• EXERCISE
Straight copy, no pictures: transcribe each entry as it stands.

-- THE INPUT follows --

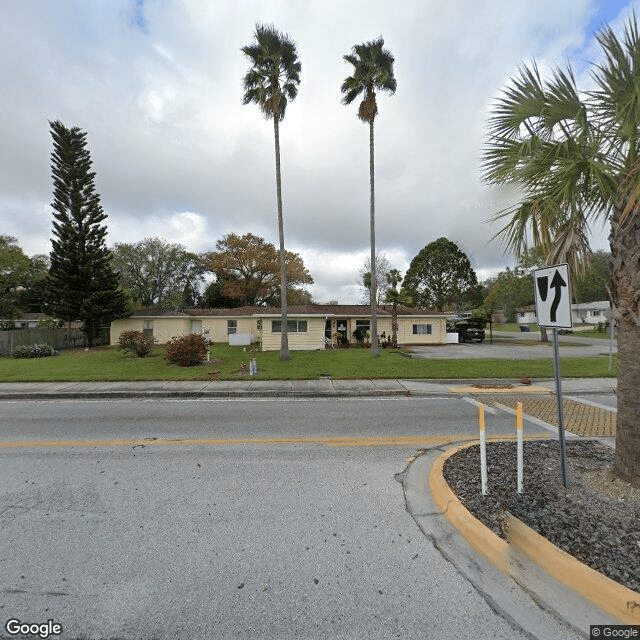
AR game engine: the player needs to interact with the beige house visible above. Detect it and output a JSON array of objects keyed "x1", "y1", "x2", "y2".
[{"x1": 110, "y1": 305, "x2": 448, "y2": 351}]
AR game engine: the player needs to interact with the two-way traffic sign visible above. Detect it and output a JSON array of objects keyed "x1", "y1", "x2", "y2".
[{"x1": 533, "y1": 264, "x2": 572, "y2": 328}]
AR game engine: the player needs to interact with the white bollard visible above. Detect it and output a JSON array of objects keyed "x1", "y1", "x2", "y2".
[
  {"x1": 517, "y1": 401, "x2": 524, "y2": 494},
  {"x1": 479, "y1": 403, "x2": 488, "y2": 496}
]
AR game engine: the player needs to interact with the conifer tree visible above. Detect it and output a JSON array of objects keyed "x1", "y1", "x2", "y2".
[{"x1": 45, "y1": 120, "x2": 129, "y2": 346}]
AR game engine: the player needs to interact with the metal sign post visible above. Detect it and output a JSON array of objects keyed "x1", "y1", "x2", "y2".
[
  {"x1": 551, "y1": 327, "x2": 570, "y2": 487},
  {"x1": 533, "y1": 264, "x2": 572, "y2": 488}
]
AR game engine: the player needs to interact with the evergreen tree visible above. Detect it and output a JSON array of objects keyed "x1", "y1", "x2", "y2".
[
  {"x1": 45, "y1": 120, "x2": 129, "y2": 346},
  {"x1": 402, "y1": 238, "x2": 478, "y2": 312}
]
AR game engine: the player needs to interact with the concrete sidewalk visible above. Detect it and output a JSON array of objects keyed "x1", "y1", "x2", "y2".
[{"x1": 0, "y1": 377, "x2": 617, "y2": 400}]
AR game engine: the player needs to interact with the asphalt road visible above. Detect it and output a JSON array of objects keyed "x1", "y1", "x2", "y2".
[{"x1": 0, "y1": 398, "x2": 579, "y2": 640}]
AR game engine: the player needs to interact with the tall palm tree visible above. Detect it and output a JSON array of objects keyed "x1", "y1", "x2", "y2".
[
  {"x1": 385, "y1": 268, "x2": 402, "y2": 348},
  {"x1": 242, "y1": 24, "x2": 301, "y2": 360},
  {"x1": 341, "y1": 37, "x2": 396, "y2": 357},
  {"x1": 482, "y1": 15, "x2": 640, "y2": 487}
]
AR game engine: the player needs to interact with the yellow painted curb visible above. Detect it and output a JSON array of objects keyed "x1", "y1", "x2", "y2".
[
  {"x1": 429, "y1": 442, "x2": 640, "y2": 626},
  {"x1": 448, "y1": 385, "x2": 550, "y2": 394},
  {"x1": 508, "y1": 515, "x2": 640, "y2": 625},
  {"x1": 429, "y1": 441, "x2": 509, "y2": 574}
]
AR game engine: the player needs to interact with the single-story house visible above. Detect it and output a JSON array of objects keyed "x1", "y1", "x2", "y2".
[
  {"x1": 0, "y1": 313, "x2": 46, "y2": 329},
  {"x1": 109, "y1": 304, "x2": 448, "y2": 351},
  {"x1": 516, "y1": 301, "x2": 612, "y2": 327},
  {"x1": 572, "y1": 301, "x2": 611, "y2": 325},
  {"x1": 516, "y1": 306, "x2": 538, "y2": 325}
]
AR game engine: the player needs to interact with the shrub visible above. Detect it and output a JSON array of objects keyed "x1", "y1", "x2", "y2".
[
  {"x1": 164, "y1": 333, "x2": 210, "y2": 366},
  {"x1": 37, "y1": 316, "x2": 64, "y2": 329},
  {"x1": 117, "y1": 330, "x2": 156, "y2": 357},
  {"x1": 13, "y1": 343, "x2": 56, "y2": 358}
]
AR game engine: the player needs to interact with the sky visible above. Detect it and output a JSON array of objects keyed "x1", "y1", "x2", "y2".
[{"x1": 0, "y1": 0, "x2": 635, "y2": 304}]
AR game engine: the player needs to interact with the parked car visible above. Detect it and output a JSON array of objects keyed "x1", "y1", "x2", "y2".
[
  {"x1": 462, "y1": 326, "x2": 485, "y2": 343},
  {"x1": 449, "y1": 320, "x2": 486, "y2": 343}
]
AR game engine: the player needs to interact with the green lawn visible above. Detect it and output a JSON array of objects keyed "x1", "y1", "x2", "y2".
[
  {"x1": 0, "y1": 343, "x2": 618, "y2": 382},
  {"x1": 491, "y1": 323, "x2": 535, "y2": 332},
  {"x1": 491, "y1": 322, "x2": 612, "y2": 339}
]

-- THE INPUT concluded --

• YOUR SOLUTION
AR game engine: the player needs to interact with the beige house visible above. Detect it and output a JSON array of objects keyed "x1", "y1", "x2", "y2".
[{"x1": 110, "y1": 305, "x2": 448, "y2": 351}]
AR game engine: the player needs to interact with the two-way traffic sign visible above. Detect it and output a JSON array of objects keyed "x1", "y1", "x2", "y2".
[{"x1": 533, "y1": 264, "x2": 572, "y2": 328}]
AR game engine: the player needs to interact with the white bollard visible above. Detect it and output a JSON array of objects keyed "x1", "y1", "x2", "y2".
[
  {"x1": 517, "y1": 401, "x2": 524, "y2": 494},
  {"x1": 479, "y1": 403, "x2": 488, "y2": 496}
]
AR game engine: the player needs to interact with the conifer tree visible above. Detect it and output a JSON array of objects keyed "x1", "y1", "x2", "y2".
[{"x1": 45, "y1": 120, "x2": 129, "y2": 346}]
AR game engine: the player needs to interact with the metal sign post visible above. Detect it and output a JSON array of objects keyed "x1", "y1", "x2", "y2".
[
  {"x1": 551, "y1": 327, "x2": 570, "y2": 487},
  {"x1": 533, "y1": 264, "x2": 572, "y2": 488}
]
AR game engine: the player needs to interact with the evergreen tree visible above. Detect it and output a JSON array of objects keyed "x1", "y1", "x2", "y2".
[
  {"x1": 45, "y1": 120, "x2": 129, "y2": 346},
  {"x1": 402, "y1": 238, "x2": 478, "y2": 312}
]
AR game engine: the player needs to interact with the concrete sidewalk visible above. Detect it and output a JSON array of objects keyed "x1", "y1", "x2", "y2".
[{"x1": 0, "y1": 377, "x2": 617, "y2": 400}]
AR game engine: the player needs to interact with the asphalt road visible above. Detect it and output a JSON array of objects keyed "x1", "y1", "x2", "y2".
[{"x1": 0, "y1": 398, "x2": 579, "y2": 640}]
AR game engine: the player needs to interact with the tall palm tree visible above. Detect it and output a JSON array of objects keyed "x1", "y1", "x2", "y2".
[
  {"x1": 385, "y1": 268, "x2": 402, "y2": 348},
  {"x1": 242, "y1": 24, "x2": 301, "y2": 360},
  {"x1": 341, "y1": 37, "x2": 396, "y2": 357},
  {"x1": 482, "y1": 15, "x2": 640, "y2": 487}
]
AR game engine: the player needs to interact with the yellow painted curb visible above. Detect it and output a JSON array of objects keyed "x1", "y1", "x2", "y2".
[
  {"x1": 429, "y1": 442, "x2": 640, "y2": 626},
  {"x1": 448, "y1": 385, "x2": 550, "y2": 394},
  {"x1": 508, "y1": 515, "x2": 640, "y2": 625},
  {"x1": 429, "y1": 441, "x2": 509, "y2": 574}
]
AR game engine: the player needs to interact with the single-story house visible above. Detect it and output a JSON array of objects keyed "x1", "y1", "x2", "y2".
[
  {"x1": 0, "y1": 313, "x2": 46, "y2": 329},
  {"x1": 109, "y1": 304, "x2": 448, "y2": 351},
  {"x1": 516, "y1": 301, "x2": 612, "y2": 327},
  {"x1": 572, "y1": 301, "x2": 611, "y2": 325},
  {"x1": 516, "y1": 306, "x2": 538, "y2": 325}
]
AR game engine: the player needs to interact with the shrub visible above. Detect it and output a JSON array of objects keyed "x1", "y1", "x2", "y2".
[
  {"x1": 164, "y1": 333, "x2": 210, "y2": 366},
  {"x1": 37, "y1": 316, "x2": 64, "y2": 329},
  {"x1": 117, "y1": 330, "x2": 156, "y2": 357},
  {"x1": 13, "y1": 343, "x2": 56, "y2": 358}
]
AR game engine: the player needs to interact with the sky visible above. Detect it and output a JSON array of objects keyed "x1", "y1", "x2", "y2".
[{"x1": 0, "y1": 0, "x2": 635, "y2": 304}]
AR game engine: the player needs to interact with the parked car visible above. Detect it and output a JSON array of objects keyed "x1", "y1", "x2", "y2".
[
  {"x1": 462, "y1": 326, "x2": 485, "y2": 343},
  {"x1": 449, "y1": 320, "x2": 486, "y2": 343}
]
AR game engine: the player needs to interact with the green lawn visible above. Detect it and output a JSON array of objects keyed "x1", "y1", "x2", "y2".
[
  {"x1": 0, "y1": 343, "x2": 618, "y2": 382},
  {"x1": 491, "y1": 323, "x2": 535, "y2": 332},
  {"x1": 491, "y1": 322, "x2": 612, "y2": 339}
]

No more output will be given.